§ **What is needed**
Write out nothing except the lines running from the one containing "Category: serrated leaf" to the last line of the data, exactly as they stand.
------ Task data
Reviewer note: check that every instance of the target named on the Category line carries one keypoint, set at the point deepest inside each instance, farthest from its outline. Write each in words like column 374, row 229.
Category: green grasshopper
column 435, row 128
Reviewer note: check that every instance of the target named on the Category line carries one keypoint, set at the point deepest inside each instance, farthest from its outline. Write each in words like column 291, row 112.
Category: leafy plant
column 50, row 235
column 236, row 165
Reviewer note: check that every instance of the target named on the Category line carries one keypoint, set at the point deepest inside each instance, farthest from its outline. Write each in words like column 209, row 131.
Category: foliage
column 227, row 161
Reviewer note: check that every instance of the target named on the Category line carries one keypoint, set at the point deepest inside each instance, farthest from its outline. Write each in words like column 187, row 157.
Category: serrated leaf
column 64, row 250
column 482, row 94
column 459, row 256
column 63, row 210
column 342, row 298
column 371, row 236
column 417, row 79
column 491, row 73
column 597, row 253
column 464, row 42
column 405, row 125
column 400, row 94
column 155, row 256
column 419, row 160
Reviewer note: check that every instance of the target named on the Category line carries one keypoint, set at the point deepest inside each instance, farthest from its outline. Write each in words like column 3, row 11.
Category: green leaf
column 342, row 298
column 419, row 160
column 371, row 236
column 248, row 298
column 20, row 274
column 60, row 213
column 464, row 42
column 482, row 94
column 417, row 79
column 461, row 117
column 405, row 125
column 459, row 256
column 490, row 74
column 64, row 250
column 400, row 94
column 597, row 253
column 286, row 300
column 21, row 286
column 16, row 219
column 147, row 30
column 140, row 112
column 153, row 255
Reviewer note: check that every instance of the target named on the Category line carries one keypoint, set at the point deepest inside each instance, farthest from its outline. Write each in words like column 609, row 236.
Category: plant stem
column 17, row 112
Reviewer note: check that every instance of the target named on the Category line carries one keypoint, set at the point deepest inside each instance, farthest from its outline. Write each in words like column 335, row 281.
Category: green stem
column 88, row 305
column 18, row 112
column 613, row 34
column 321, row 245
------------
§ **Solution to this exercise**
Category: serrated leaf
column 64, row 250
column 482, row 94
column 459, row 256
column 63, row 210
column 342, row 298
column 371, row 236
column 417, row 79
column 491, row 73
column 597, row 253
column 464, row 42
column 405, row 125
column 400, row 94
column 155, row 256
column 419, row 160
Reviewer note: check that every instance of the target named on the Category line carries one keypoint, set at the point deepest inside each instance, farthest from its outline. Write each in words like column 3, row 11.
Category: green leaf
column 342, row 298
column 419, row 160
column 371, row 236
column 248, row 298
column 20, row 274
column 60, row 213
column 464, row 42
column 482, row 94
column 417, row 79
column 461, row 117
column 405, row 125
column 459, row 256
column 490, row 74
column 64, row 250
column 400, row 94
column 597, row 253
column 286, row 300
column 21, row 286
column 16, row 219
column 147, row 30
column 140, row 112
column 153, row 255
Reviewer note: check that every instance of the target named on the Category line carries one keypoint, set at the point deepest inside each instance, farthest from its outline. Write each in words like column 609, row 236.
Category: plant stem
column 17, row 112
Reviewer note: check that every instance of the target named on the Category line carries one keypoint, set at the point deepest inside each instance, farthest from its outline. Write each in words like column 335, row 281.
Category: green stem
column 88, row 305
column 18, row 112
column 613, row 34
column 321, row 245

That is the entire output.